» **STATED TASK**:
Put every line of the listing below into a JSON list of strings, one string per line, leaving out blank lines.

» **WORKING DATA**:
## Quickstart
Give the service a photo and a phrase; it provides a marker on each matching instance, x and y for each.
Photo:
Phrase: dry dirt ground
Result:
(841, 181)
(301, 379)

» **CORRECT RESPONSE**:
[
  "## Quickstart",
  "Give the service a photo and a phrase; it provides a marker on each matching instance, x and y for each.",
  "Photo:",
  "Phrase: dry dirt ground",
  "Result:",
  "(841, 181)",
  "(301, 379)"
]